### Required action
Write down exactly the line where "out the golden" occurs and every line that follows it through the end of the material below; include nothing else.
--
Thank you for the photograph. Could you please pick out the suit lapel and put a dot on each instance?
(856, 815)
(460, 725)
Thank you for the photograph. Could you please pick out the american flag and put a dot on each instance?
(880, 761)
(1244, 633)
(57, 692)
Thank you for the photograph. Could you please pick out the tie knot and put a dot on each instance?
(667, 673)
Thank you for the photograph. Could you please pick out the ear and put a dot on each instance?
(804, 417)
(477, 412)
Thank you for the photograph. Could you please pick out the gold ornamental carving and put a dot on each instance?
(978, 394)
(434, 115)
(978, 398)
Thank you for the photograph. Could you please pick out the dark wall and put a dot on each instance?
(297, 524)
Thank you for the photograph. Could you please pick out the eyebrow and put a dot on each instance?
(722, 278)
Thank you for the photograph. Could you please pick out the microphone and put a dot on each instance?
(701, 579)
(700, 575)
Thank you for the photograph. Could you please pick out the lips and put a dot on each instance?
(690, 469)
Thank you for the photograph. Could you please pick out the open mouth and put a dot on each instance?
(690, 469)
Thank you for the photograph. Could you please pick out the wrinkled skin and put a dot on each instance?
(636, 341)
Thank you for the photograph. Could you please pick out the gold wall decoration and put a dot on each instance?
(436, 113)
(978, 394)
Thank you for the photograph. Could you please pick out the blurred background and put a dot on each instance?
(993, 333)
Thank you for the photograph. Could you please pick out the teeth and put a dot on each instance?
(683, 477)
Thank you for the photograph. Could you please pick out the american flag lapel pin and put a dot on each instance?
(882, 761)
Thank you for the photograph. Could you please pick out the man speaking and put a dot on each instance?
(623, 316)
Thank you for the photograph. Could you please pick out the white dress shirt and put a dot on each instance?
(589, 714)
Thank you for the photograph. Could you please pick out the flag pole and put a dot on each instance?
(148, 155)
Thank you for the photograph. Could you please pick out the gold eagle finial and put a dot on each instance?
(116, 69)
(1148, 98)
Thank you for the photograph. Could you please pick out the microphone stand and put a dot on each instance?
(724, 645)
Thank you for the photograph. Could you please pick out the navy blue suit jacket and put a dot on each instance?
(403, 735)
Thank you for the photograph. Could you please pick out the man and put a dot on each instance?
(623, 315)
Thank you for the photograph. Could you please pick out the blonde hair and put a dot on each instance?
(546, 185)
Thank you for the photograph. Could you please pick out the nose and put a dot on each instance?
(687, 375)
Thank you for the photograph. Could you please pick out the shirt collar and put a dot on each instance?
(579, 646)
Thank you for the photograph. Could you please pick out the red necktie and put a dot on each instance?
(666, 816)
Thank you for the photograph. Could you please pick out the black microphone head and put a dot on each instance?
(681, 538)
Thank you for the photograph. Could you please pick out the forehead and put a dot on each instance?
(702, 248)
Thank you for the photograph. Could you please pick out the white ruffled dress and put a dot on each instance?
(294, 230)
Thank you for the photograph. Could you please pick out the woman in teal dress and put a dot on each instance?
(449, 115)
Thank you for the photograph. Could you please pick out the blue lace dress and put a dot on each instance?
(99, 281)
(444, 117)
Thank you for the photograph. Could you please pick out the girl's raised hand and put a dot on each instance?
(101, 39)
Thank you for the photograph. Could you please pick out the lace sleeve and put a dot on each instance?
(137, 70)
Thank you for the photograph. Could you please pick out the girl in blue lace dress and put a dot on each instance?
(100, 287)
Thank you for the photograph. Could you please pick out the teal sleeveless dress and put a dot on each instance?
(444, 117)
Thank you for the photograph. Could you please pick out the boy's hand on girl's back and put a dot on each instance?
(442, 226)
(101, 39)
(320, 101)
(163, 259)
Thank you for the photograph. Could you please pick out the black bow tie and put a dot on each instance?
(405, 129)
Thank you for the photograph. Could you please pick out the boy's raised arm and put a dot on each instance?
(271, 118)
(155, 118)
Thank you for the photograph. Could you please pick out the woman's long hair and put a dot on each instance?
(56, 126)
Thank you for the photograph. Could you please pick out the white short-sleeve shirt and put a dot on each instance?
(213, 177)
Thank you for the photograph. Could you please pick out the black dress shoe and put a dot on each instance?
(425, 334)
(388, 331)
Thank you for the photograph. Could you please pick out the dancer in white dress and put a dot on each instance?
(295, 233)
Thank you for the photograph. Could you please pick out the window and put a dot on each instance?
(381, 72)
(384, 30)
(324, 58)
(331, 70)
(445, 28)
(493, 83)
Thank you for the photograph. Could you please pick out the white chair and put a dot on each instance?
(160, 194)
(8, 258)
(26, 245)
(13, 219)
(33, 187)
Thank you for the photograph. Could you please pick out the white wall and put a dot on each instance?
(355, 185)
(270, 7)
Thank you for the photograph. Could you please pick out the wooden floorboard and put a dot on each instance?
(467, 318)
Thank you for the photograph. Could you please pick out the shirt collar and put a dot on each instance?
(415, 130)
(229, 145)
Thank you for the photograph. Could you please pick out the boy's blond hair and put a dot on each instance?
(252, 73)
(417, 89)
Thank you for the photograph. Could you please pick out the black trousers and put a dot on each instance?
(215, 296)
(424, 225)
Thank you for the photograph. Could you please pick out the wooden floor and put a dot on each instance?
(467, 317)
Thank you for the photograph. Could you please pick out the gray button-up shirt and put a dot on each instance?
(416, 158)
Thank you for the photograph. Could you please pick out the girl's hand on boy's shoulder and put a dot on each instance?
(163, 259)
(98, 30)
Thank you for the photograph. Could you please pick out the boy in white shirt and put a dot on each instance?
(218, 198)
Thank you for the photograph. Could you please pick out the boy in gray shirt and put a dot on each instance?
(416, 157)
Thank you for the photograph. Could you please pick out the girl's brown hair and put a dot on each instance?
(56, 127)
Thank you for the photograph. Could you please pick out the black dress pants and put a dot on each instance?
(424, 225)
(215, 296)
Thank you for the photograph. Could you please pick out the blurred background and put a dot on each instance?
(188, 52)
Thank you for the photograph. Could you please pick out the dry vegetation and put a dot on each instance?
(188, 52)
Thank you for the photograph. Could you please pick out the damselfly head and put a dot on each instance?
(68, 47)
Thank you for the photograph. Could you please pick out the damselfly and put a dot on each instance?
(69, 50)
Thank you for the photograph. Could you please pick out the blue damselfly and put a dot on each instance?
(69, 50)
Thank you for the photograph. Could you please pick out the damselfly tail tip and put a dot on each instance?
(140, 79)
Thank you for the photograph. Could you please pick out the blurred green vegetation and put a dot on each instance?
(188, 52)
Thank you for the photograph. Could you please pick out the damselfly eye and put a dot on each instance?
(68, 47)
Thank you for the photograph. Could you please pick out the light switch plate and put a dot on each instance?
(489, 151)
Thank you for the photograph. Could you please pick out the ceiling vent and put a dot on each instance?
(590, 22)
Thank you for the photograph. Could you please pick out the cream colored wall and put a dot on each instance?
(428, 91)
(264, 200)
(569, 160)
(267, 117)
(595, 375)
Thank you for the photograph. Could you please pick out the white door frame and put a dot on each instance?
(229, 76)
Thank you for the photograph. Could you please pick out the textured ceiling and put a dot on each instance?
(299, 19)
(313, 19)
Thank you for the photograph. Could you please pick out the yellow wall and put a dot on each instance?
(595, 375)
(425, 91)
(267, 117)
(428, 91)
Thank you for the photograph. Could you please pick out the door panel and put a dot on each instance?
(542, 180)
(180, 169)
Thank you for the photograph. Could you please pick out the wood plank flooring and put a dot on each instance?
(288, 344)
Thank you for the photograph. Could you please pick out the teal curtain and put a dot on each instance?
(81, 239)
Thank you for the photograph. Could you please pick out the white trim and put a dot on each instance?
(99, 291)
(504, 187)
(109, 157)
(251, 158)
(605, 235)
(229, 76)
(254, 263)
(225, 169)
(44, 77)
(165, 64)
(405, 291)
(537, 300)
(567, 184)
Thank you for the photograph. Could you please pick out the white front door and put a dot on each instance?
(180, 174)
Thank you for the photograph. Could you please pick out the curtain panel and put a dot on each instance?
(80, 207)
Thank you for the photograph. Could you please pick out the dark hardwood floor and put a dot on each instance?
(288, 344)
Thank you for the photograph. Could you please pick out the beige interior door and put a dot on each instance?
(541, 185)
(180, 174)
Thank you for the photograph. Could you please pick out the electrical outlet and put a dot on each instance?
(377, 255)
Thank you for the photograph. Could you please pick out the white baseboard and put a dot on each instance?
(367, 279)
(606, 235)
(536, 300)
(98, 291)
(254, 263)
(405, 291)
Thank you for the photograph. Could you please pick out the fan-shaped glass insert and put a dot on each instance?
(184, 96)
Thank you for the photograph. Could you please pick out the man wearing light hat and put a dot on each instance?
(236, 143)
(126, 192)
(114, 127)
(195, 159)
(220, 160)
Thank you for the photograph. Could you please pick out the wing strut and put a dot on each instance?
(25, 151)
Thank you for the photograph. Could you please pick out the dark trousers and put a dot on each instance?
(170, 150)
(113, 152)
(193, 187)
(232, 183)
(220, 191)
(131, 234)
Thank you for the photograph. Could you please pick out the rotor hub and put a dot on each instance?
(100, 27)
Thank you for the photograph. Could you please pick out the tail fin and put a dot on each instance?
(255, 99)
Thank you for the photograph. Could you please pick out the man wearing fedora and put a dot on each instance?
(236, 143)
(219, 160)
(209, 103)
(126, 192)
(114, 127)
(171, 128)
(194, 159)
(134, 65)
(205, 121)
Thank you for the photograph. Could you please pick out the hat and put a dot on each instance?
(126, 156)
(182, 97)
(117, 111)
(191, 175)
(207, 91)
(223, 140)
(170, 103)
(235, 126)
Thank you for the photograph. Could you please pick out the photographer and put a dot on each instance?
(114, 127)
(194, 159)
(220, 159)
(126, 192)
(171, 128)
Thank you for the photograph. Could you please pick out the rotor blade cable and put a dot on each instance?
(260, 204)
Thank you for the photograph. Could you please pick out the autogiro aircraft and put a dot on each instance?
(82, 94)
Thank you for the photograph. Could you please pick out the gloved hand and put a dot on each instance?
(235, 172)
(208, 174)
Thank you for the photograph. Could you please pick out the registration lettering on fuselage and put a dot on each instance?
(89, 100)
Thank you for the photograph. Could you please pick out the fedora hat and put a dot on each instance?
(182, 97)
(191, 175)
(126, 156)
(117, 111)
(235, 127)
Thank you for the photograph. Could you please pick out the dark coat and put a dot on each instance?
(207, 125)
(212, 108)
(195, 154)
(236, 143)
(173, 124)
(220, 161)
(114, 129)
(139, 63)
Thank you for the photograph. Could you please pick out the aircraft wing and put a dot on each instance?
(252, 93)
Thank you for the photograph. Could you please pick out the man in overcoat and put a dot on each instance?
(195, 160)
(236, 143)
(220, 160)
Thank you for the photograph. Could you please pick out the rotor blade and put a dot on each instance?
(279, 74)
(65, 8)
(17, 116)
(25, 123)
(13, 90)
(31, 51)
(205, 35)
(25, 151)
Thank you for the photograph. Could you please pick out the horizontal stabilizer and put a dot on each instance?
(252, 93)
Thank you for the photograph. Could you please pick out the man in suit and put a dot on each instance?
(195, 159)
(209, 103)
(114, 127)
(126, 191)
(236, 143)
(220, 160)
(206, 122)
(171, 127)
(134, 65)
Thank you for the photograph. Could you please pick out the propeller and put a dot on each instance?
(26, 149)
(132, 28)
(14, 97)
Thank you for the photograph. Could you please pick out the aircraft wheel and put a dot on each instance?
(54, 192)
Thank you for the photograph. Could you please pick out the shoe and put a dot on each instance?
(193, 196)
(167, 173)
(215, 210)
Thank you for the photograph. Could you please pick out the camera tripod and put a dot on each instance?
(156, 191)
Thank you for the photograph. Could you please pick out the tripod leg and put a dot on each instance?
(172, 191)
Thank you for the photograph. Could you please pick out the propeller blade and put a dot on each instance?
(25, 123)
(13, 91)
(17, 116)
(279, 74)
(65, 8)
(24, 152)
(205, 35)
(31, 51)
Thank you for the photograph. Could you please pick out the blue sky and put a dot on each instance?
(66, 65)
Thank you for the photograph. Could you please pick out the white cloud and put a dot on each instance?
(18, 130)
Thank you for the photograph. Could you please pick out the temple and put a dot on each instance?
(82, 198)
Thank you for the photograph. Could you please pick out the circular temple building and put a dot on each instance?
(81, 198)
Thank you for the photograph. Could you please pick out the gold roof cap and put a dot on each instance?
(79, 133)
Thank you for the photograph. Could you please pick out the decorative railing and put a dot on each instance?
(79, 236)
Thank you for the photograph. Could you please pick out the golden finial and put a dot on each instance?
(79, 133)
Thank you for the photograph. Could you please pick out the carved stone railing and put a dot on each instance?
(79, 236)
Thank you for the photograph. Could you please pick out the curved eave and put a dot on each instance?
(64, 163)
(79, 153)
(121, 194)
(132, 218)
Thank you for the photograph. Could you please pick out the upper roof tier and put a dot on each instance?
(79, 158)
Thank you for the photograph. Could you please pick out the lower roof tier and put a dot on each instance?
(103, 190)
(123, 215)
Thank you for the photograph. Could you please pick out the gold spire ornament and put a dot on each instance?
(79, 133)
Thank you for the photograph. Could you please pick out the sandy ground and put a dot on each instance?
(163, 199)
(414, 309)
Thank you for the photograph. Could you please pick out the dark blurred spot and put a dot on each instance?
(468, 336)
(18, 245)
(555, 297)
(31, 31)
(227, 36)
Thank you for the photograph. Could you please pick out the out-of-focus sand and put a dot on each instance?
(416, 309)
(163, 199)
--
### Your solution
Thank you for the photograph. Could you please pick out the golden finial and put a dot on each instance?
(79, 133)
Thank you for the photograph. Could you please pick out the carved stone railing and put a dot on each instance?
(79, 236)
Thank you for the photograph. Could you please pick out the curved eave and put a dot on each instance?
(64, 163)
(79, 153)
(121, 194)
(132, 218)
Thank you for the photograph. Could you please pick out the upper roof tier and put a dot on each instance?
(79, 158)
Thank you for the photograph. Could you please pick out the lower roof tier and put a dot on each instance?
(103, 190)
(123, 215)
Thank you for the photograph. Could you please pick out the gold spire ornament and put a dot on each instance?
(79, 133)
Thank you for the photograph. Could you please pick out the sandy ground and put a dot on each instance?
(163, 199)
(414, 309)
Thank you for the photograph. Could you please pick out the dark blurred spot and put a dot on each instance?
(468, 336)
(18, 245)
(555, 297)
(31, 31)
(227, 36)
Thank you for the photograph. Could you please pick out the out-of-focus sand and put a dot on each instance?
(416, 309)
(163, 199)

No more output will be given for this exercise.